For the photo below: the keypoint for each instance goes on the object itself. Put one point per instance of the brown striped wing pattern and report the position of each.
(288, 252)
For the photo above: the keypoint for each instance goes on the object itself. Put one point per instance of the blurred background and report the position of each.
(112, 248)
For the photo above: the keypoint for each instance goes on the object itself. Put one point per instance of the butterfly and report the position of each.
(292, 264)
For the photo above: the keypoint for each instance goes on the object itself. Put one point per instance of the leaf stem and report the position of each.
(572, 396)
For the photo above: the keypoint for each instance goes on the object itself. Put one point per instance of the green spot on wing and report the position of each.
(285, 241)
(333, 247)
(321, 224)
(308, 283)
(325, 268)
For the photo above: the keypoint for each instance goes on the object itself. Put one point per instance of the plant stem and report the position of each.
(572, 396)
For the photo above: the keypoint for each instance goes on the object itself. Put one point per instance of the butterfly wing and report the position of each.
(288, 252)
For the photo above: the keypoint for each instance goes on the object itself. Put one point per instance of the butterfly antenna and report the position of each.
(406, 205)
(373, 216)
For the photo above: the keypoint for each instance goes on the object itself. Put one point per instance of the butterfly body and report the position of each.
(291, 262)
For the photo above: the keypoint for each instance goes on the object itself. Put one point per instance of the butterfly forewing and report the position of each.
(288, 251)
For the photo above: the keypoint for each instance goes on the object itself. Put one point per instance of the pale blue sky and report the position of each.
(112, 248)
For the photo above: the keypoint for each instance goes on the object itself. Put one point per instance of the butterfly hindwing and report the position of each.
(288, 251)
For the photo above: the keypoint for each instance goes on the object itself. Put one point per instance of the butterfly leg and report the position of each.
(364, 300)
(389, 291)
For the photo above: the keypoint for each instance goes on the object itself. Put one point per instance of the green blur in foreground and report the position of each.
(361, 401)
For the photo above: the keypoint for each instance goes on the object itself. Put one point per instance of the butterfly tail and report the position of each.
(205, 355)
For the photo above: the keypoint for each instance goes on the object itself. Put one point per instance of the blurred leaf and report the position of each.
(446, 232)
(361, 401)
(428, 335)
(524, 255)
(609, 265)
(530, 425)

__YOUR OBJECTIVE__. Write every line above as a JSON list of strings, one string per line, with blank lines left out.

__REPLY__.
[
  "For the photo below: the keypoint for each instance goes on the object itself. Put one point per instance of the brown striped wing pattern and report the position of each.",
  "(288, 252)",
  "For the photo above: the keypoint for each instance goes on the object itself. Put one point per instance of the blurred background and report the position of each.",
  "(112, 248)",
  "For the photo above: the keypoint for each instance goes on the object itself. Put one point per instance of the butterfly and report the position of each.",
  "(292, 264)",
  "For the photo above: the keypoint for each instance goes on the object itself. Put one point per instance of the leaf stem and report the position of each.",
  "(572, 396)",
  "For the photo above: the keypoint for each instance goes on the object itself. Put one point per instance of the green spot on wing and report the position of each.",
  "(285, 241)",
  "(333, 247)",
  "(321, 224)",
  "(308, 283)",
  "(325, 268)",
  "For the photo above: the keypoint for each instance goes on the object itself. Put one point per instance of the plant stem and report the position of each.",
  "(572, 396)",
  "For the photo above: the keypoint for each instance goes on the object itself. Put one point per instance of the butterfly wing and report the position of each.",
  "(288, 252)",
  "For the photo above: the keypoint for each instance goes on the object itself. Put one point per instance of the butterfly antenna and report the position of each.",
  "(406, 205)",
  "(373, 216)",
  "For the photo above: the keypoint for each instance goes on the object itself. Put one point per instance of the butterfly body and report the position of each.",
  "(291, 262)",
  "For the photo above: the keypoint for each instance goes on the object itself. Put one point per instance of the butterfly forewing and report the position of each.",
  "(288, 251)",
  "For the photo above: the keypoint for each instance goes on the object itself. Put one point per instance of the pale blue sky and report the position of each.",
  "(112, 248)",
  "For the photo above: the keypoint for each instance goes on the object itself. Put one point per instance of the butterfly hindwing and report the position of each.",
  "(288, 251)",
  "For the photo above: the keypoint for each instance goes on the object itself. Put one point per instance of the butterfly leg and report the position of each.",
  "(364, 300)",
  "(389, 291)",
  "For the photo above: the keypoint for each instance goes on the object itself. Put one point per instance of the green blur in foreground and report the position of each.",
  "(361, 401)",
  "For the photo above: the keypoint for each instance goes on the object itself. Put one point per instance of the butterfly tail and report the position of each.",
  "(205, 355)",
  "For the photo above: the keypoint for each instance goes on the object itself. Put one point per instance of the blurred leaf and report the position of each.",
  "(446, 232)",
  "(361, 401)",
  "(428, 335)",
  "(524, 255)",
  "(609, 265)",
  "(530, 425)"
]